== Dataset records ==
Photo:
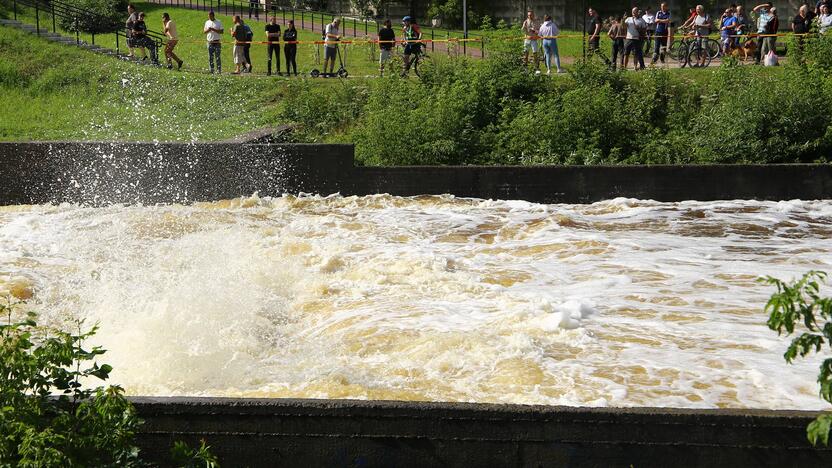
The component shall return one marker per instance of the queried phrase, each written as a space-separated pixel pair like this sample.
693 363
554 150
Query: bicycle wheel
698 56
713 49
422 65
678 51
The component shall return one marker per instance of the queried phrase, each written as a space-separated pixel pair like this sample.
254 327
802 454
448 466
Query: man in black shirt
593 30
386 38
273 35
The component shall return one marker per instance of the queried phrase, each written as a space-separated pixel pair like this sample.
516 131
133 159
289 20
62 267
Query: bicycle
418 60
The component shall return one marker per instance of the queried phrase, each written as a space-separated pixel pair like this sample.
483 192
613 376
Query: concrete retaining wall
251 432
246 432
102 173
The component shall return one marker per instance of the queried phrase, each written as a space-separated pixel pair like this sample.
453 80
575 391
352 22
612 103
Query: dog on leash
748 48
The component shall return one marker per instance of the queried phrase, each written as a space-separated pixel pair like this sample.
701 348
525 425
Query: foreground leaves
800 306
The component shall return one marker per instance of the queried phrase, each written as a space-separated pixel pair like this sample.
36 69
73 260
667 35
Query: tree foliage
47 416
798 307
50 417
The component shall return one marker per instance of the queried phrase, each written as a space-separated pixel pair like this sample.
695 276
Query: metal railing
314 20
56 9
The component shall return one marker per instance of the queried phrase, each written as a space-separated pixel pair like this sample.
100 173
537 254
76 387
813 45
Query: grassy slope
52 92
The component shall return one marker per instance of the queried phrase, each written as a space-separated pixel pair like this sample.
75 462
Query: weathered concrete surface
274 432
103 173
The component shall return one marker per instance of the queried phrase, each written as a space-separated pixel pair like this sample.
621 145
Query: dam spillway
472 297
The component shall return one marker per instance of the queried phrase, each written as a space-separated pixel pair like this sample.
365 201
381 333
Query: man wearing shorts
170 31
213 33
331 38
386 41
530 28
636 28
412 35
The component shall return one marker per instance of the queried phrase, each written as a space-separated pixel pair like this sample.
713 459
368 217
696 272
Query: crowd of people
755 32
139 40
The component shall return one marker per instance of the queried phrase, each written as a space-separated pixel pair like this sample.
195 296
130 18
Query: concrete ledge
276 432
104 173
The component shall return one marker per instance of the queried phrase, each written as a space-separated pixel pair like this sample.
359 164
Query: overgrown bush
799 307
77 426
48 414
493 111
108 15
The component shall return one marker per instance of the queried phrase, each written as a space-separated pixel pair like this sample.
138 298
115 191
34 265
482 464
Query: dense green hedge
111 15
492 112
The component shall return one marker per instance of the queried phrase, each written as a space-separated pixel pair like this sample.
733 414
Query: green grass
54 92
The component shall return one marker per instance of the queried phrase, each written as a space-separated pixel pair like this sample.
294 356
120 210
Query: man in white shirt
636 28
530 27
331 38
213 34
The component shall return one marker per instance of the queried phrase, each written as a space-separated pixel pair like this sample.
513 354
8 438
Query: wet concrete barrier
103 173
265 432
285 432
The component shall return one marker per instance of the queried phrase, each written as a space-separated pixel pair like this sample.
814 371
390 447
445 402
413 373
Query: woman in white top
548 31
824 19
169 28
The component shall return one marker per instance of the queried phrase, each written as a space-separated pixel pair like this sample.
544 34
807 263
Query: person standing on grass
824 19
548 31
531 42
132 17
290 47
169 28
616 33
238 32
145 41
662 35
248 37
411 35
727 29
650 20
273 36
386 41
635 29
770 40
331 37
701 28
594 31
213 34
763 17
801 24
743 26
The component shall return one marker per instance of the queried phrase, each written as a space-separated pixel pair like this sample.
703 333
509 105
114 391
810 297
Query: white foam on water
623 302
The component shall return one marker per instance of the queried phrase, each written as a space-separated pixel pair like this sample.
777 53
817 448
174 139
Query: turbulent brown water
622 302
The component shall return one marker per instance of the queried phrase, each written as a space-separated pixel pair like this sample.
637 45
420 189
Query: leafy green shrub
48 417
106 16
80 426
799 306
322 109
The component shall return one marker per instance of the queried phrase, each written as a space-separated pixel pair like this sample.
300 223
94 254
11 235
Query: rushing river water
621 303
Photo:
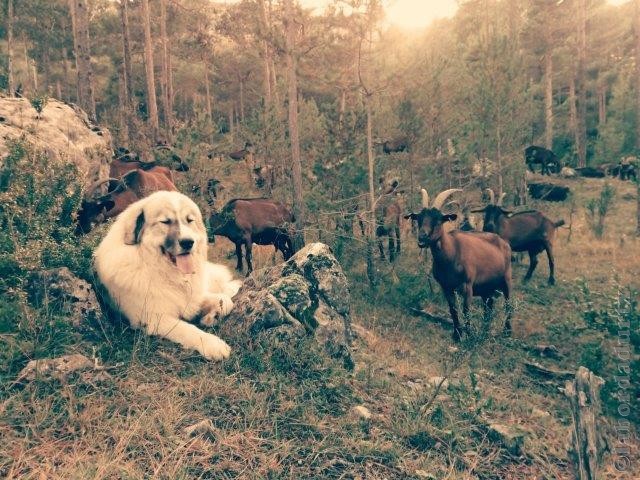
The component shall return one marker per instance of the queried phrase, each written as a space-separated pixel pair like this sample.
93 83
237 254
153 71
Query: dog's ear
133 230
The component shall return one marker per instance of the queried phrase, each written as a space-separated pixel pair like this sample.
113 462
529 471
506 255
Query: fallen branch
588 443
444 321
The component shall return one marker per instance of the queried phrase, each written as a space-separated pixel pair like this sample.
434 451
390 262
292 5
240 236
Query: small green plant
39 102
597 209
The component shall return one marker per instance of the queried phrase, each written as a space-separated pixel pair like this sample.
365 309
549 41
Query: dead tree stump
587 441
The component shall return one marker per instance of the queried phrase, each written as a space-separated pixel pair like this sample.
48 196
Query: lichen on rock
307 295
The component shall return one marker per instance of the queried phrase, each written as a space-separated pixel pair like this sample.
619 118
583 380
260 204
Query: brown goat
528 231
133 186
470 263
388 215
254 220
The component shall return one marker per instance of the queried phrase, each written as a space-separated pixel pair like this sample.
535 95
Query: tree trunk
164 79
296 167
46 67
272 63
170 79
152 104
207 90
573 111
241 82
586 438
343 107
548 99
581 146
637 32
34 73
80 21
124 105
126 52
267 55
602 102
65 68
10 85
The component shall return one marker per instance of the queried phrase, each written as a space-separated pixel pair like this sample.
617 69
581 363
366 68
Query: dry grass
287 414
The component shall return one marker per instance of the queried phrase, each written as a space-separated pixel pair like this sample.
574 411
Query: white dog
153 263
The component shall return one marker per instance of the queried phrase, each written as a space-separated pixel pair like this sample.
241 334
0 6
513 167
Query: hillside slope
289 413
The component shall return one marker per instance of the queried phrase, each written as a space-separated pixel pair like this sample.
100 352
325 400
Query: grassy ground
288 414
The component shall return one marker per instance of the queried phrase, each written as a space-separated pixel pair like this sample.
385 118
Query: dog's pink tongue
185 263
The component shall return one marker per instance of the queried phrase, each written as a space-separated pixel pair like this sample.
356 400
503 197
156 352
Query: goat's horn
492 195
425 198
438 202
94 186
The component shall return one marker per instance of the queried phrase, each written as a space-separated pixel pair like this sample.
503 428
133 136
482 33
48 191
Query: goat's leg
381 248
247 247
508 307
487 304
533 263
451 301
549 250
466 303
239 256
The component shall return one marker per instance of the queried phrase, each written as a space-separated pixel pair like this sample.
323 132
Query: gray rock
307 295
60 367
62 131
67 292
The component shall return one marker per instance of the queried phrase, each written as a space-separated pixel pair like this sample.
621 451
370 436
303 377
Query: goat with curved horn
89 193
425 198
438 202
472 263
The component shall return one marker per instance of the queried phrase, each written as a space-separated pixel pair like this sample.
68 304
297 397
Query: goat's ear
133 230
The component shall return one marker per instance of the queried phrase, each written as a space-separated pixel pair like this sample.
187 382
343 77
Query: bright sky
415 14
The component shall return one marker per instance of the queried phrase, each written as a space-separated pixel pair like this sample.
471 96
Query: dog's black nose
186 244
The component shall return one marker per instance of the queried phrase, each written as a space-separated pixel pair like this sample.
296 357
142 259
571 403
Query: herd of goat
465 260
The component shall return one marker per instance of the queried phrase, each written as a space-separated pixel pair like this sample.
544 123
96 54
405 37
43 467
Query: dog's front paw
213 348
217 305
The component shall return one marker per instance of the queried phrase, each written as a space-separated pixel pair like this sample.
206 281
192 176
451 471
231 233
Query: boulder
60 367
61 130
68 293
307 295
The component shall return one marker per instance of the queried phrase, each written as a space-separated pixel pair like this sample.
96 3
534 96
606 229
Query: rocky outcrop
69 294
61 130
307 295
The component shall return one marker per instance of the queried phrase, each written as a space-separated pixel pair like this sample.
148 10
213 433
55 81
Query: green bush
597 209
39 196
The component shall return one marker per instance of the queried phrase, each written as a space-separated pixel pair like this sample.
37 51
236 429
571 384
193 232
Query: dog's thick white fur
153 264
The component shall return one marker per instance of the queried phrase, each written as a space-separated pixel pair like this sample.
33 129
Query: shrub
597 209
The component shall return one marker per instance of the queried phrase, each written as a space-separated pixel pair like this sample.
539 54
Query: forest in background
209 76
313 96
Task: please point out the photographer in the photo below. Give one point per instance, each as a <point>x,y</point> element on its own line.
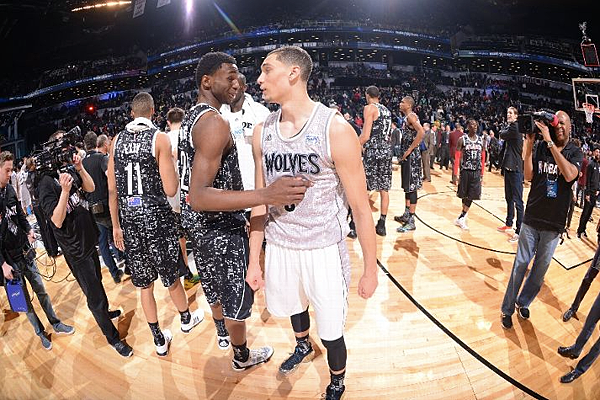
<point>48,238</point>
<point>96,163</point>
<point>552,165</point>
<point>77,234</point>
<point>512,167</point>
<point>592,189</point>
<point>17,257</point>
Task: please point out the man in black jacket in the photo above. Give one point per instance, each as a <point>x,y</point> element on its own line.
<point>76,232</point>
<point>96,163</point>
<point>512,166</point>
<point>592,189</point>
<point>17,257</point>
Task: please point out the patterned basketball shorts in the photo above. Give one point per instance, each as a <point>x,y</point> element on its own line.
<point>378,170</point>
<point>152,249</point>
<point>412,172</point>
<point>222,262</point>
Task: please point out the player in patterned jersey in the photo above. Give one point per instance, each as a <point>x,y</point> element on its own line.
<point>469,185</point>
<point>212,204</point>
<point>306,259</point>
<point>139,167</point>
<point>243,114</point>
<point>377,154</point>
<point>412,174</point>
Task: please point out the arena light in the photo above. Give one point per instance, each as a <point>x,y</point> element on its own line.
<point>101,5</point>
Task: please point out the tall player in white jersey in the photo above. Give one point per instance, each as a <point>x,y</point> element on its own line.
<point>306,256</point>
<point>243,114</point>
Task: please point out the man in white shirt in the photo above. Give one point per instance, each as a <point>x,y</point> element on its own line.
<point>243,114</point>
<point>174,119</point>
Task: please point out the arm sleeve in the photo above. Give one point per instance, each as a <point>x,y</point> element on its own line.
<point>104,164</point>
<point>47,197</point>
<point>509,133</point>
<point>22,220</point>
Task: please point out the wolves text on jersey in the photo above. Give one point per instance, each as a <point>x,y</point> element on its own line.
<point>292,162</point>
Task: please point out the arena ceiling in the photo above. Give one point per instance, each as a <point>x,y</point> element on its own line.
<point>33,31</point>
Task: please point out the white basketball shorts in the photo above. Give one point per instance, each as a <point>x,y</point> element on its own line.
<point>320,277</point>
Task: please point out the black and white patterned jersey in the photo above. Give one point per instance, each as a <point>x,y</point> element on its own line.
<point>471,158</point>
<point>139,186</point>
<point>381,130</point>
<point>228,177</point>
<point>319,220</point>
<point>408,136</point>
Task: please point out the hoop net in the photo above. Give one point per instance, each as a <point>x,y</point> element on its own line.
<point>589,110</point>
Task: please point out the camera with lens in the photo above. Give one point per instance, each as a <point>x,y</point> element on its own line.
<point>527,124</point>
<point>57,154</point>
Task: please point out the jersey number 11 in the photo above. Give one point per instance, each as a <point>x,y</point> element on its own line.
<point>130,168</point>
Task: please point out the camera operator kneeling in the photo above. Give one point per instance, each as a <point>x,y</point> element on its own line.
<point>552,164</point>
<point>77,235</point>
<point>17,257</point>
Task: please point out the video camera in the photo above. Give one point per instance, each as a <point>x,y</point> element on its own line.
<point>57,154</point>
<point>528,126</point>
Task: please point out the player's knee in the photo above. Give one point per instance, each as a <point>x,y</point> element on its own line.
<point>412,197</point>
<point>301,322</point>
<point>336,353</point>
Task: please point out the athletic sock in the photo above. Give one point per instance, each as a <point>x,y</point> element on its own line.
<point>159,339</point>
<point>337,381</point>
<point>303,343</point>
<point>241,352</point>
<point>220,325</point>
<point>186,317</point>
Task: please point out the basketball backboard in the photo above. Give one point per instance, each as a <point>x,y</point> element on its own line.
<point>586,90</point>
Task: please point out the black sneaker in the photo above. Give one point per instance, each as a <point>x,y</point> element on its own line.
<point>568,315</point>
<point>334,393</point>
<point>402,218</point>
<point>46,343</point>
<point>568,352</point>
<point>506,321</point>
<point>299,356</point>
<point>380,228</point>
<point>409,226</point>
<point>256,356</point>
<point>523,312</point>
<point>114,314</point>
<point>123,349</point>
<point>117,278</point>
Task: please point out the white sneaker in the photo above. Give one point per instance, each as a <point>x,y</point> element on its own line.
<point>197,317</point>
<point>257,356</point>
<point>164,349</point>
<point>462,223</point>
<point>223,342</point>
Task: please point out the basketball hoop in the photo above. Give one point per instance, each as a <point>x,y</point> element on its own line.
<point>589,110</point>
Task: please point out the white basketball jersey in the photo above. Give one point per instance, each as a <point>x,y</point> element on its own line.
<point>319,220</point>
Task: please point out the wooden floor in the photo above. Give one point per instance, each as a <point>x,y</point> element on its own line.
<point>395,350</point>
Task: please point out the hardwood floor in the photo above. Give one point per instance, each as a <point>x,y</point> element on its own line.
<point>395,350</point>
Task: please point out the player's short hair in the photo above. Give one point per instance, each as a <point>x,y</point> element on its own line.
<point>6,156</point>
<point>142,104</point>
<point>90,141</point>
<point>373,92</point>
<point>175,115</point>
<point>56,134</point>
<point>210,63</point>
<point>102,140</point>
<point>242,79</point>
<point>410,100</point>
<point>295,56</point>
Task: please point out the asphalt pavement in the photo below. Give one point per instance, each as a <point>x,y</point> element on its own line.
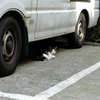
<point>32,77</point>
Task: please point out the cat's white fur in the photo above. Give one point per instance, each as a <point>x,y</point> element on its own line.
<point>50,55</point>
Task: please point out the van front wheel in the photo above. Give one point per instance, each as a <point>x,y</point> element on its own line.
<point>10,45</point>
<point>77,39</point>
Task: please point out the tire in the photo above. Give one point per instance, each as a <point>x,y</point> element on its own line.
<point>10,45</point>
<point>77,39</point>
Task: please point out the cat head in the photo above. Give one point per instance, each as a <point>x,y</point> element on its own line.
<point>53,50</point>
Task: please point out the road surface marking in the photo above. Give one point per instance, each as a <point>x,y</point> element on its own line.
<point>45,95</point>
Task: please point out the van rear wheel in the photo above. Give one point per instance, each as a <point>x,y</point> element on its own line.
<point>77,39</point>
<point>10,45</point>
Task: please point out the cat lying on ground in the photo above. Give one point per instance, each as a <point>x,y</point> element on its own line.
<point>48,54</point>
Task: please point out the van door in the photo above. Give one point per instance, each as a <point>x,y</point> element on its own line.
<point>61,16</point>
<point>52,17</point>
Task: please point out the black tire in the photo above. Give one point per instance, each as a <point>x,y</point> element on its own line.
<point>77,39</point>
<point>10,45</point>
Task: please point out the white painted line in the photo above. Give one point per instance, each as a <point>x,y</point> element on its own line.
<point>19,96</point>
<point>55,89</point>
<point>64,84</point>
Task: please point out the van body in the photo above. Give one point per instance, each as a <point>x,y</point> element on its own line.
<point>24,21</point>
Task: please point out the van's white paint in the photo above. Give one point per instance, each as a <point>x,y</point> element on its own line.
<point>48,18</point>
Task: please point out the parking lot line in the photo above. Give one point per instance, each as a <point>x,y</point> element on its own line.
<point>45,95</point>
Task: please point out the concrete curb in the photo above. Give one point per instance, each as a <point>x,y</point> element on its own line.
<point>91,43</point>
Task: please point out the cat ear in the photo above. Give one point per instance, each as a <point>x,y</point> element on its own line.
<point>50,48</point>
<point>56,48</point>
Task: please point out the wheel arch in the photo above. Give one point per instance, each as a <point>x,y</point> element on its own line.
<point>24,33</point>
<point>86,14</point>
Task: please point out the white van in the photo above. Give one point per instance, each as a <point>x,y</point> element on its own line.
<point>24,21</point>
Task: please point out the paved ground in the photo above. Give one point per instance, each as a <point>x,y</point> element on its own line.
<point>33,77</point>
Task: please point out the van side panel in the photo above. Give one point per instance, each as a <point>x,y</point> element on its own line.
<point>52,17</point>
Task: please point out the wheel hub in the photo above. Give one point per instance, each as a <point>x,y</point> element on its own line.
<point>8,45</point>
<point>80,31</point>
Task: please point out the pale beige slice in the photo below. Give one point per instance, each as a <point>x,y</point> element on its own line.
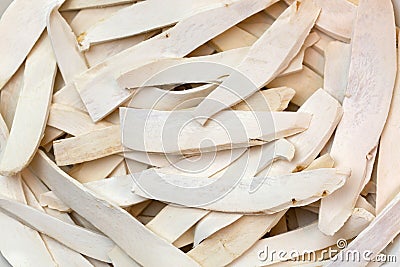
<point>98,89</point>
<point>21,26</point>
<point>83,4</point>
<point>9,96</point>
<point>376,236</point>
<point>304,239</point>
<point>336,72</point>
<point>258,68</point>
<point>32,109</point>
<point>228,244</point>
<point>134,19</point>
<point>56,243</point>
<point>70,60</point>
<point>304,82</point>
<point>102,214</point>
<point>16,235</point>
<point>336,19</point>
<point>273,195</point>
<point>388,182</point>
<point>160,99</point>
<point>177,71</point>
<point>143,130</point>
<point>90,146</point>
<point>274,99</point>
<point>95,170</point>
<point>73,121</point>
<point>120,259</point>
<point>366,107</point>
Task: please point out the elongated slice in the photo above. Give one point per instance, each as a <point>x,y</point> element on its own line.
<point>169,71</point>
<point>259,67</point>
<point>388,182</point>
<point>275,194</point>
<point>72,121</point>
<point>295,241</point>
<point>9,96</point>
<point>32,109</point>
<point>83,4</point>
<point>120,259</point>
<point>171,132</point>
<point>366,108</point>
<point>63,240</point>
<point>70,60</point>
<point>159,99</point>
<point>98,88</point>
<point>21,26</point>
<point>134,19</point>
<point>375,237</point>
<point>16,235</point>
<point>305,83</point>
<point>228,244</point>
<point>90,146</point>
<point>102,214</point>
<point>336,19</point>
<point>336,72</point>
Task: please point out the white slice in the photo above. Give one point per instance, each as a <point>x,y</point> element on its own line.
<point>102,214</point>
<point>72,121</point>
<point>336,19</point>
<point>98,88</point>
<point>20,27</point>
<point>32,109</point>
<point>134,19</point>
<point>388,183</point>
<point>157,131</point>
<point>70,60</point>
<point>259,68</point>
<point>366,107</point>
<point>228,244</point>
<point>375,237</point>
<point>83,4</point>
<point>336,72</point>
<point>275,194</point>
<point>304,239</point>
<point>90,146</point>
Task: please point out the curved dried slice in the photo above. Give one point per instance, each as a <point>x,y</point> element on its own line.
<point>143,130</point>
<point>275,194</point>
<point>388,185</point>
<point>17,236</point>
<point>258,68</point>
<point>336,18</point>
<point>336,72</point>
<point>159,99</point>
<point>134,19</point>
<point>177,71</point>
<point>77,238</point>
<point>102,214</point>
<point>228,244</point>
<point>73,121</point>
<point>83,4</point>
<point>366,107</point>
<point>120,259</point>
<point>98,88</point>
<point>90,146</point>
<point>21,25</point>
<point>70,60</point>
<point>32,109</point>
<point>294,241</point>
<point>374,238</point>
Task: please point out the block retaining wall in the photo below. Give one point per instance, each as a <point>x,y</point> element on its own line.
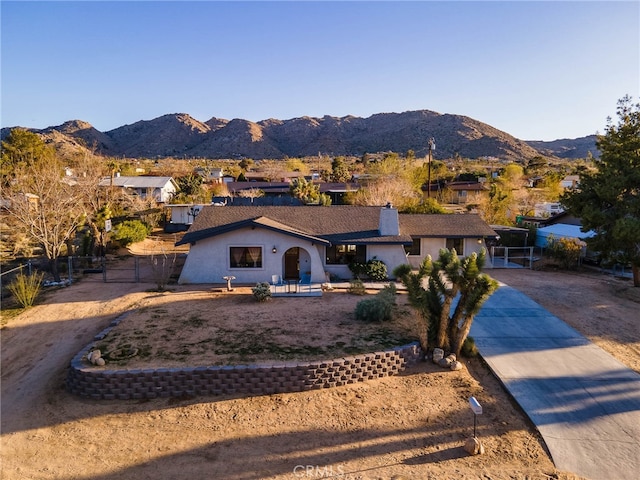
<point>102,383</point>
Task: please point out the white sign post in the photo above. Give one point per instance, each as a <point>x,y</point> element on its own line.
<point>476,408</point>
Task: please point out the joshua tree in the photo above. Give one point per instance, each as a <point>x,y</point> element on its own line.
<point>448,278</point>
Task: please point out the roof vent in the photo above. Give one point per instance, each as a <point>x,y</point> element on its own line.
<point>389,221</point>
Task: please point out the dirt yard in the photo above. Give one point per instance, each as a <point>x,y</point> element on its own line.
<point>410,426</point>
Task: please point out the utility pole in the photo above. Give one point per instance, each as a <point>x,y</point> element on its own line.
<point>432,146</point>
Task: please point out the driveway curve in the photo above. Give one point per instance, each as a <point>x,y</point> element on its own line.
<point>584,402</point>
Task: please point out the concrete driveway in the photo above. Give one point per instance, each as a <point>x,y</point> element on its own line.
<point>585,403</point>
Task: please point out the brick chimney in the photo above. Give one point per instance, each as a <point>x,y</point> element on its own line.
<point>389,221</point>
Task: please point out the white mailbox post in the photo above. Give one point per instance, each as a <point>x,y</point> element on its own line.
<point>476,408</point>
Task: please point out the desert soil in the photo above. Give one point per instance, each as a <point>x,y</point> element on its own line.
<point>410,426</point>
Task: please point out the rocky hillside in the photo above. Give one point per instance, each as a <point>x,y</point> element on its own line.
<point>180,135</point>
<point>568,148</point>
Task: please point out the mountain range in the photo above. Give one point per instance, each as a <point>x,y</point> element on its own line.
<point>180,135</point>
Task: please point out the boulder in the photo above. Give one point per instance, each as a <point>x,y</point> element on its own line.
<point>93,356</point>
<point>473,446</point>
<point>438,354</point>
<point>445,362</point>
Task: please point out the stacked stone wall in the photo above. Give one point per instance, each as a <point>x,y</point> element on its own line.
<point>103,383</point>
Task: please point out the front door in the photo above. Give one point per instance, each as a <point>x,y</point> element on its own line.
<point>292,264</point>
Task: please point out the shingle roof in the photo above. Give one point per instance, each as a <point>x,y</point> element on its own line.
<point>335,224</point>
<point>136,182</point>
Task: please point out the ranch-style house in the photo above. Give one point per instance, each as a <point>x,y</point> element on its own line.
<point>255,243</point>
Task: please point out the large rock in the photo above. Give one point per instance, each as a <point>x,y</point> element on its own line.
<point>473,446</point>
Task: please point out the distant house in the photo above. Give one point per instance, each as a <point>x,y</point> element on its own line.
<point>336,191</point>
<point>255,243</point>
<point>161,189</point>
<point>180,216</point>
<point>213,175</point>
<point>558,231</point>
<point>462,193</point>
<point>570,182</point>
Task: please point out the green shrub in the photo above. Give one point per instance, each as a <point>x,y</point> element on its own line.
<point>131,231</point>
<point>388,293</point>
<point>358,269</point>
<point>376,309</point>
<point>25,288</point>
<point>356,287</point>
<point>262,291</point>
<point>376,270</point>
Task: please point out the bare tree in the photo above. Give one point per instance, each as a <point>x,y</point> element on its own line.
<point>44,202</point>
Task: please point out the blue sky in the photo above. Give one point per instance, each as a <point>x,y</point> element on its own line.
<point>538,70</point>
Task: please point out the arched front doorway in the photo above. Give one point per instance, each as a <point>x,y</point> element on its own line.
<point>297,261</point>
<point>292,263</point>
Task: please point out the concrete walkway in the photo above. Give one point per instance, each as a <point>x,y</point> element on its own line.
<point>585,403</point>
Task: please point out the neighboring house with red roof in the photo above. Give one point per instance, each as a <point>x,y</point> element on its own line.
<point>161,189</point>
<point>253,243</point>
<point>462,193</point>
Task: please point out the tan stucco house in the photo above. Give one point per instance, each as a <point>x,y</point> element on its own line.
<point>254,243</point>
===
## What you have to do
Beginning at the line that holds "Task: please point out the bare", reproduce the lines exactly up to and including the final line of the entries.

## Answer for this exercise
Task: please point out the bare tree in the photo above. Give one point per instance, each as a <point>x,y</point> element on its own line.
<point>44,202</point>
Task: please point out the blue sky in the photo above. Give one point per instance, each as a <point>x,y</point> element on its own line.
<point>538,70</point>
Task: please point out the arched front doorway in the photo above. Give one point per instance, each as a <point>x,y</point> element on its own line.
<point>297,261</point>
<point>292,263</point>
Task: please point out the concrete walkway in the photo above. Give one point per instance, each as a <point>x,y</point> element on its own line.
<point>585,403</point>
Task: please point out the neighboring house with red roof in the photo above. Give one point per instance, each as a <point>x,y</point> element on its own line.
<point>161,189</point>
<point>253,243</point>
<point>462,193</point>
Task: please point out the tan stucco house in the photo above. Give one point per instance, each as a <point>x,y</point> element on its own line.
<point>254,243</point>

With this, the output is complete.